■ Your objective
Pick up the summary of the 17R4 copolymer phase-behavior study after its last line and continue it.

Purpose of the Study:

  • To investigate the phase boundaries, cloud point curves, and coexistence curves for 17R4 in both H2O and D2O.
  • To analyze the influence of isotopic substitution (H2O vs. D2O) on the copolymer's phase behavior.
  • To assess the applicability of the Ising model to describe the phase separation near the critical composition.

Main Methods:

  • Determination of phase boundaries, including micellization lines and cloud point curves.
  • Characterization of coexistence curves for liquid-liquid phase separation.
  • Application of the Ising model for thermodynamic analysis near critical points.

Main Results:

  • 17R4 displays lower consolute temperatures and phase separation behaviors that differ from cloud point curve minima in both H2O and D2O, suggesting micellar polydispersity.

■ Given information

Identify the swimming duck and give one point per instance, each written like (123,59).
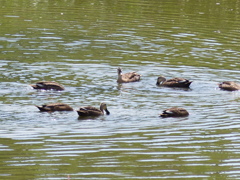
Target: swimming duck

■ Written response
  • The critical composition for phase separation is consistently 0.22 ± 0.01 volume fraction in both solvents.
  • Critical temperatures are 44.8 °C in H2O and 43.6 °C in D2O, with the 17R4/D2O cloud point curve being up to 9 °C lower than in H2O.

Conclusions:

  • The observed phase behavior indicates the presence of polydisperse micellar species influencing phase separation.
  • The Ising model effectively describes the coexistence curves near the critical composition.
  • Isotopic effects of water significantly impact the phase transition temperatures and curves of the Pluronic copolymer.